*** RECORDS SUPPLIED

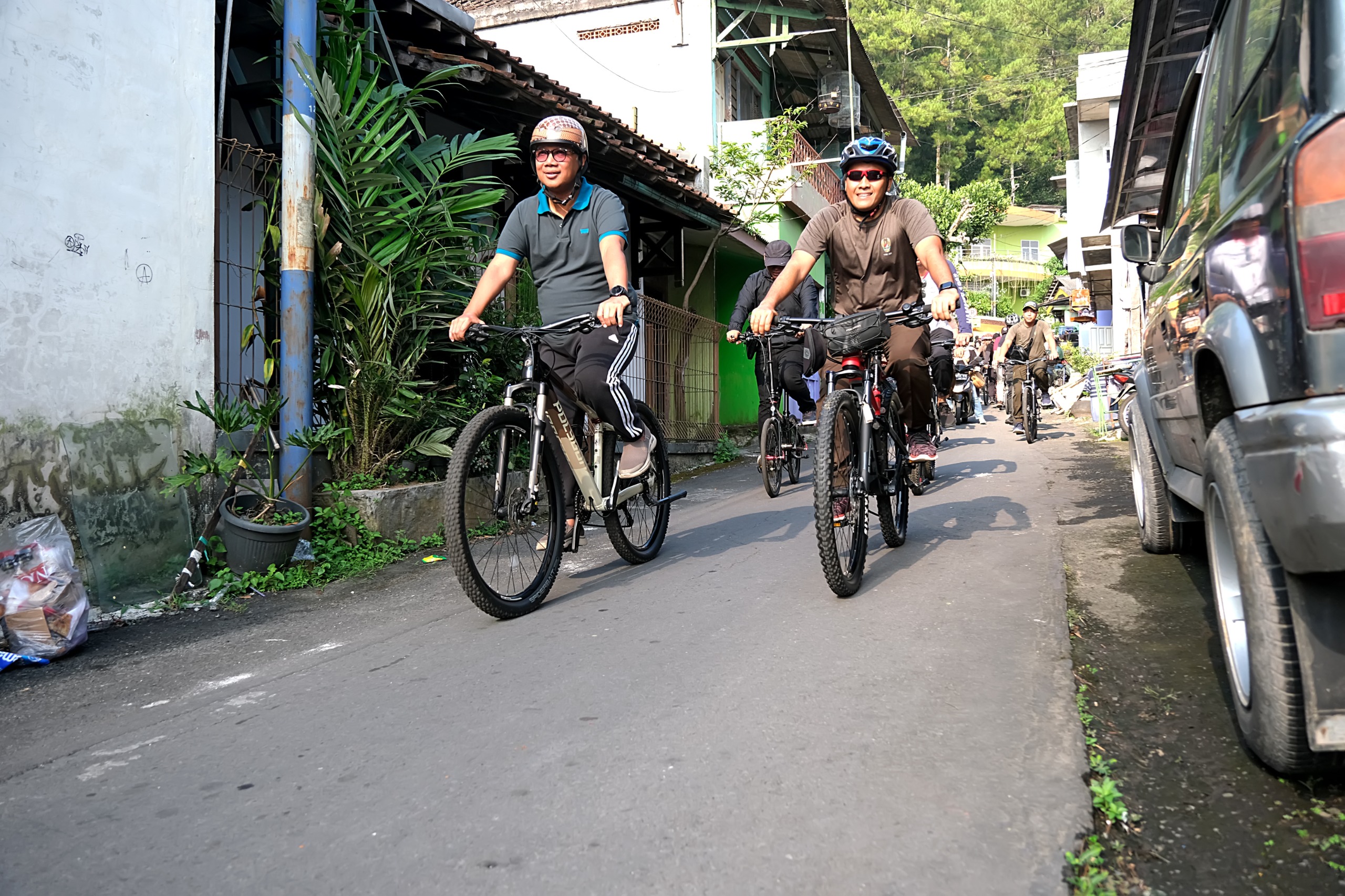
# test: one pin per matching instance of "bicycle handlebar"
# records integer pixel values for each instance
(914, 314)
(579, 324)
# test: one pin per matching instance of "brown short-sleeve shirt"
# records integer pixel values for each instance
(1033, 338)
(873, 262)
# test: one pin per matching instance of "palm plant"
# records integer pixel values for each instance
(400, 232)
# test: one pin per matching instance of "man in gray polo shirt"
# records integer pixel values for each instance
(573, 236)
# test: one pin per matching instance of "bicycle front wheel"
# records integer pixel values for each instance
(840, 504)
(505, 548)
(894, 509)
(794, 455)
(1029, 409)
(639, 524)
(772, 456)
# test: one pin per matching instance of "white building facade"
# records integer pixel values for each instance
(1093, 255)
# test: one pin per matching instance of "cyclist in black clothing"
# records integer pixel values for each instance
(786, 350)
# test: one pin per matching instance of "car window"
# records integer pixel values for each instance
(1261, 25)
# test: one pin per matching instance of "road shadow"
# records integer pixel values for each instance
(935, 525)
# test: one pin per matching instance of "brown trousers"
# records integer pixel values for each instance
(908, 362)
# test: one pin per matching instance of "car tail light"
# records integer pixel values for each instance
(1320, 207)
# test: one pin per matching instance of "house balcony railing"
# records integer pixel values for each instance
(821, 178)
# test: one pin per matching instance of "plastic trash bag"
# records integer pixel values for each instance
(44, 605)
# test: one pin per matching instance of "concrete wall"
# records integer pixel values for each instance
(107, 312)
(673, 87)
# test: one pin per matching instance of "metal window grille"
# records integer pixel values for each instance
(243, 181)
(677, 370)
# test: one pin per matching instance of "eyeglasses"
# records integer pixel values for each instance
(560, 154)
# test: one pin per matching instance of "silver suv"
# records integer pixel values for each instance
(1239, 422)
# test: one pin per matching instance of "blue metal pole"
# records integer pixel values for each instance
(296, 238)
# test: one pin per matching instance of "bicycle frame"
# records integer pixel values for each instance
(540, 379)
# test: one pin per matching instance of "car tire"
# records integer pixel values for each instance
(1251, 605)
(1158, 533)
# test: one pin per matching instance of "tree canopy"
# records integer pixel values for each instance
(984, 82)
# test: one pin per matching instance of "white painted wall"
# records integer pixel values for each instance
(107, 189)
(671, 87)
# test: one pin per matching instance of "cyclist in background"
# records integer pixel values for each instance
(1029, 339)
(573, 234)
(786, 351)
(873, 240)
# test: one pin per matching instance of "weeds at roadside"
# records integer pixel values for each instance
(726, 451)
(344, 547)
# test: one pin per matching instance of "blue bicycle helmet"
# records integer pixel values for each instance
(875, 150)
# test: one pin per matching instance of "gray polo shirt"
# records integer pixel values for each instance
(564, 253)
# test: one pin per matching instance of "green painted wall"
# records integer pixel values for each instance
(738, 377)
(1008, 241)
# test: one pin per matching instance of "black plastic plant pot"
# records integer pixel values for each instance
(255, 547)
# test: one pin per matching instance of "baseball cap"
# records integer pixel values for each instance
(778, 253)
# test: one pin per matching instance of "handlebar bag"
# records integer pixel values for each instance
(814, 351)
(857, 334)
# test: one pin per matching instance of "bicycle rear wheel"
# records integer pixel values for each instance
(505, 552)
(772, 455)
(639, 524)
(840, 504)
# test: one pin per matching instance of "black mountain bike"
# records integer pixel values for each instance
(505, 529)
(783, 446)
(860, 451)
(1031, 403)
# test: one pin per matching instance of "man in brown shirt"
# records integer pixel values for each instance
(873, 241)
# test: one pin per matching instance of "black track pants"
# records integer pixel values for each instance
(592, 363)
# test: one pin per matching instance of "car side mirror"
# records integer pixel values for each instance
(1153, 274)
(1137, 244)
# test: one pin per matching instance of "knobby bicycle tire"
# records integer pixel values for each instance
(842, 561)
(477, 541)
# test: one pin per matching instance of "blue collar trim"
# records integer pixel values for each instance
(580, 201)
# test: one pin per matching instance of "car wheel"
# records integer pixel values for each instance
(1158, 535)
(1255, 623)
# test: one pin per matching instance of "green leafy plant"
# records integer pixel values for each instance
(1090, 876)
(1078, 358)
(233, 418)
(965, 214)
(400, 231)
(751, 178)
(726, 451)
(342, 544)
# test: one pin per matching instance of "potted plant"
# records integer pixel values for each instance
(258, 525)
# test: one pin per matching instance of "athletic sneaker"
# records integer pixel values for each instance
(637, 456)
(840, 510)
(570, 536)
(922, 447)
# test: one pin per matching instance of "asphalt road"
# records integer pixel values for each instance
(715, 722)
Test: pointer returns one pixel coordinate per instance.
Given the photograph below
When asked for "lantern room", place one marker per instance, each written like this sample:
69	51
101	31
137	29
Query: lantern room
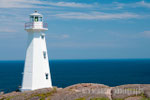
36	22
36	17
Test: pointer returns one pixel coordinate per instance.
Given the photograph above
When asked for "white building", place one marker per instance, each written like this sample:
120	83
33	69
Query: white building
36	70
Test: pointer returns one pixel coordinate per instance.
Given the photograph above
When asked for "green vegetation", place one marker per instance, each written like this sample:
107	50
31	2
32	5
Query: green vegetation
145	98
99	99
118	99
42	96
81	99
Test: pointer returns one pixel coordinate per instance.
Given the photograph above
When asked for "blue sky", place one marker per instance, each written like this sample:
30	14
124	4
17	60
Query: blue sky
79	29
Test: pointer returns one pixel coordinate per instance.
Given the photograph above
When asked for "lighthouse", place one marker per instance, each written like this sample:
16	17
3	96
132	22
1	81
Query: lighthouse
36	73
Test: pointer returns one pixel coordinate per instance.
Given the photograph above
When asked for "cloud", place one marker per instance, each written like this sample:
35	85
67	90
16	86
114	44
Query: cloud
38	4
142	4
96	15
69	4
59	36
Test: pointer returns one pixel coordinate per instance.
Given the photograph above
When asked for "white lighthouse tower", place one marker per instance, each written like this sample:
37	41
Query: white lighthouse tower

******

WORK REQUIRED –
Line by line, print the records exactly, leaving the pictures behind.

RESPONSE –
# test: one pin per matching instance of "bicycle handlebar"
# records integer pixel values for each instance
(914, 314)
(579, 324)
# test: one pin per matching instance of "brown short-sleeve shirt"
# records integer pixel values for each instance
(1033, 338)
(873, 262)
# test: one pin per matching instance of "palm plant"
# records integer pixel values for each instance
(400, 232)
# test: one pin per matching instance of "man in gray polo shirt"
# records integer pixel values for each instance
(573, 236)
# test: one pin per matching instance of "bicycle front wheel"
# records integer pixel values for each instance
(840, 504)
(505, 548)
(894, 509)
(794, 455)
(1029, 409)
(639, 524)
(772, 456)
# test: one pin per matching instance of "white building facade"
# records integer pixel values for each instance
(1093, 255)
# test: one pin per matching instance of "cyclist in black clothing"
# records integer pixel values for each instance
(786, 350)
# test: one pin per matching instance of "car window"
# records integer pixel values for each instance
(1261, 25)
# test: one pin per matching instance of "road shadow"
# records integer pixel values for each instance
(935, 525)
# test: one pin per matching instance of "brown trousers"
# records integer pixel values for each instance
(908, 362)
# test: one pin per matching instance of "car tail light"
# records integer pixel values for each instance
(1320, 207)
# test: one pin per matching instance of "house balcony railing"
# records integer pixel values for each instance
(821, 178)
# test: one pin per matching instance of "plastic trash bag"
# records integer pixel values for each instance
(44, 605)
# test: one pin per matching instance of "concrete wall"
# records integer pixel values for each instance
(107, 312)
(673, 87)
# test: one pin per matching instance of "metal window grille"
# records integer pixel values for each instance
(243, 181)
(677, 370)
# test: one pin per matching instance of "eyeglasses"
# records integer pixel values for each instance
(560, 154)
# test: one pin per matching instance of "silver suv"
# records integer pixel values for each instance
(1239, 422)
# test: one pin per matching instance of "blue metal pole"
# records integer pixel values for each instance
(296, 238)
# test: one pin per matching instance of "bicycle frame"
# records integer pixel values for each instance
(540, 379)
# test: one pin per matching instance of "car tire"
# records integer pixel values for each instance
(1251, 605)
(1158, 533)
# test: one pin per matching instance of "tree canopy"
# records integer pixel values for each instance
(984, 82)
# test: one pin per matching instance of "white painted wall"
# records integer pixel values for each instance
(107, 189)
(671, 87)
# test: one pin per matching instance of "cyclist in background"
# records integer pixel values for each instance
(1029, 339)
(573, 234)
(786, 351)
(873, 240)
# test: one pin per matching instance of "weeds at roadside"
# records integer pixel values for each instance
(726, 451)
(344, 547)
# test: one pin per matching instance of "blue bicycle helmet"
# records integer pixel values for each instance
(875, 150)
# test: one pin per matching instance of "gray polo shirt"
# records integer pixel values for each instance
(564, 253)
# test: one pin per matching instance of "green painted wall"
# records integer pixel values for each instance
(738, 377)
(1008, 241)
# test: one pin per matching instance of "black plastic plant pot"
# records integer pixel values for each instance
(255, 547)
# test: one pin per matching instance of "baseball cap"
# records integer pixel values for each instance
(778, 253)
# test: one pin per matching instance of "handlebar bag"
# records integer pixel values for each instance
(814, 351)
(857, 334)
# test: one pin per matching instance of "bicycle rear wheel"
# records integer pixel values for each instance
(505, 552)
(772, 455)
(639, 524)
(840, 504)
# test: one pin per matching instance of "black mountain bike"
# records integer pixel values for each instance
(505, 529)
(783, 446)
(860, 451)
(1031, 403)
# test: one pin per matching instance of "man in brown shirt"
# records integer pixel values for each instance
(873, 241)
# test: one pin per matching instance of "black track pants"
# records integer pixel values for each instance
(592, 363)
# test: one pin per matching instance of "car side mirror"
# records integer pixel values for each instance
(1153, 274)
(1137, 244)
# test: one pin per matching instance of "knobby bicycle tire"
# records integer pixel values for each instance
(842, 561)
(477, 541)
# test: one pin per matching instance of "blue collar trim"
# records integer pixel values for each instance
(580, 201)
# test: one pin per matching instance of "car wheel"
# records integer pixel values for each instance
(1158, 535)
(1255, 623)
# test: one pin per matching instance of "green leafy plant"
# records integer pixel values for each instance
(1090, 876)
(1078, 358)
(233, 418)
(965, 214)
(400, 231)
(751, 178)
(726, 451)
(342, 544)
# test: one pin per matching instance of "potted plant"
# records integer pixel values for each instance
(258, 525)
# test: one pin per matching instance of "athletic sneaker"
# records integer pixel values for each instance
(637, 456)
(840, 510)
(570, 536)
(922, 447)
# test: one pin per matching instance of "asphalt road"
# records integer pixel values for each instance
(715, 722)
Test: pointer returns one pixel coordinate per instance.
Given the photograph below
When asked for "lantern room", place one marker per instance, each written like this sample:
69	51
101	31
137	29
Query: lantern room
36	22
36	17
Test: pointer returns one pixel coordinate per instance.
Given the photograph above
When asked for "white building", place one marker per instance, each written like this sample:
120	83
33	69
Query: white building
36	70
Test: pointer returns one pixel coordinate per instance.
Given the photograph above
When asked for "green vegetation", place one marker per instance, each written like this sample:
107	50
31	2
32	5
Query: green vegetation
145	98
99	99
118	99
42	96
81	99
Test: pointer returns one pixel coordinate per instance.
Given the photograph above
When asked for "blue sky", place one marker per instance, each written like this sample:
30	14
124	4
17	60
Query: blue sky
79	29
Test: pointer returns one pixel coordinate per instance.
Given the photograph above
When asked for "lighthouse", place one marker per instance, each written like this sample:
16	17
3	96
132	22
1	81
Query: lighthouse
36	73
Test: pointer returns one pixel coordinate per instance.
Given the photograph above
When asked for "cloud", place one marker per instance, each written like this sample:
35	85
67	90
16	86
114	44
Query: cloud
38	4
142	4
96	15
69	4
59	36
Test: pointer returns one pixel coordinate per instance.
Given the photograph above
When asked for "white lighthouse tower", place one marker per instance, each written like this sample:
37	41
Query: white lighthouse tower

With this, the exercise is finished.